EXTRACTED TEXT>
------------------------------------
There's been a definite drop in the number of these ads since the end of the cost-price contract with fixed advertising budget as part of the "cost." (This also explains how the librarians can now lift bound volumes of Aviation.) Some people seem to be true believers, however. This ad ran in Forrtune, too. 

Shorts and Faces

The paper is impressed with Gimbel pens, but not to the extent of wanting to go to one of Mr. Gimbel’s parties. Milton Reynolds is another matter entirely. By the way, everyone is suing everybody over the ball-point pen patents. It is as though you can’t trust a self-proclaimed inventor any more!

John S. Bugas is the new Vice-President in charge of industrial relations at Ford, and is a worthy sort, but not the go-to-his-party sort of worthy. Likewise, Jack Keeshin, of the interstate trucking company. The paper notices that this “pressurisation” stuff is a lot harder than it looks. It is also excited by the three-wheeled Motorette, launched by three young Curtiss-Wright men who might be party-worthy some day.
------------------------------------
(Extracted data entries)
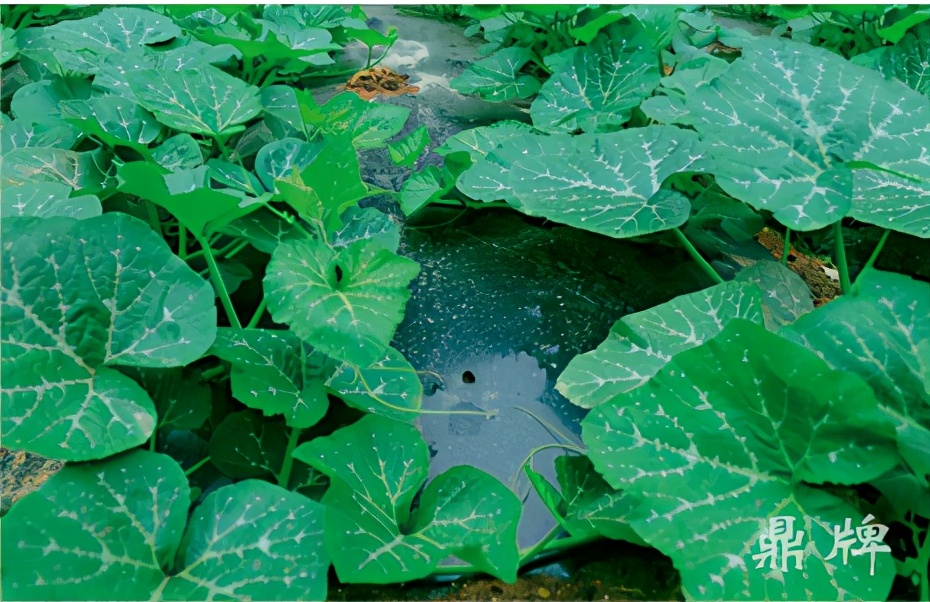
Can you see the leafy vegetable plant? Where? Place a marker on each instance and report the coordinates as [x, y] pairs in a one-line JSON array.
[[197, 311]]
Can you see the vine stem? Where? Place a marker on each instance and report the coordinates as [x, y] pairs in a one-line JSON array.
[[259, 311], [284, 477], [217, 279], [877, 251], [787, 248], [196, 466], [708, 269], [840, 251]]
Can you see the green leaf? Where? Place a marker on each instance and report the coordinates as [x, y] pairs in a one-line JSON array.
[[40, 102], [274, 372], [8, 46], [907, 61], [82, 45], [881, 333], [376, 467], [641, 344], [280, 158], [422, 188], [182, 398], [597, 90], [113, 120], [894, 32], [47, 199], [247, 446], [498, 78], [81, 296], [186, 196], [82, 171], [407, 150], [388, 387], [592, 506], [204, 100], [815, 145], [178, 152], [263, 229], [605, 183], [235, 176], [367, 224], [732, 434], [369, 125], [346, 302], [17, 133], [251, 540]]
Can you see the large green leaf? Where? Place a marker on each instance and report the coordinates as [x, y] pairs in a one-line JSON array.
[[376, 467], [606, 183], [47, 199], [346, 302], [83, 171], [881, 332], [641, 344], [731, 435], [275, 373], [18, 133], [498, 78], [597, 89], [82, 45], [185, 194], [113, 120], [390, 386], [814, 144], [280, 158], [81, 296], [251, 540], [204, 100]]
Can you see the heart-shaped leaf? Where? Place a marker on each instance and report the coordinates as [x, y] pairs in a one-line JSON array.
[[376, 467], [204, 100], [100, 292], [639, 345], [113, 120], [275, 373], [732, 435], [606, 183], [185, 194], [280, 158], [881, 332], [345, 302], [47, 199], [251, 540], [497, 78], [389, 387], [82, 171], [790, 139], [598, 88], [178, 152]]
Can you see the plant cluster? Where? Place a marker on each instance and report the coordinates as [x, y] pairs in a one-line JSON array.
[[197, 312]]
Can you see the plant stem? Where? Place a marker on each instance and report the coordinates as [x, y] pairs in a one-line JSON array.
[[152, 213], [840, 250], [182, 241], [708, 269], [877, 251], [219, 284], [528, 555], [194, 468], [284, 476], [259, 312], [787, 248]]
------------------------------------
EXPLORE THE MATERIAL>
A. Using the Shorts and Faces excerpt, explain why the librarians can now lift bound volumes of Aviation.
B. Retype the stretch of the Shorts and Faces excerpt from "There's been a" through "in Forrtune, too.".
C. Continue the Shorts and Faces excerpt from the point where it stops.

TASK RESULTS>
A. The number of ads has dropped since the cost-price contract ended. That contract had included a fixed advertising budget as part of the "cost." With fewer ads, the bound volumes are lighter.

B.
There's been a definite drop in the number of these ads since the end of the cost-price contract with fixed advertising budget as part of the "cost." (This also explains how the librarians can now lift bound volumes of Aviation.) Some people seem to be true believers, however. This ad ran in Forrtune, too.

C.
Henry Justi, of Philadelphia, makes false teeth, now using acrylic plastics, and is making money in his crusade against porcelain teeth. Unfortunately, he is 82 [92?], rather too old for parties.

This John Bugas seems to have been a fairly colourful figure. And if being a Ford crony isn't enough to earn you half of Wyoming, what is?

The Farm Column

Ladd Haystead notes that the number of farms with electricity have risen from 11% in 1935 to 50% today, which is solid progress. Unfortunately, pressure water systems lag behind, at 37%,and so has sewage. Farmers are conservative, but there is some sense that electricity is underselling its promise. Electrifying farm work only goes so far, and the rest of demand comes from household consumption. Electric motors are not very useful for field work, and tractors can be substituted. But electricity can also supply pressure water, invaluable in dairy operations for cleaning, and statistics show that the general assistance electricity supplies frees farmers up to plant more crops and so make more money. Electric welders, which seemed to promise convenient repairs, have been “knocking the transformers off the poles.” On the other hand, the home freezer may take off, and they would need that domestic electricity, promoting it to a much higher priority.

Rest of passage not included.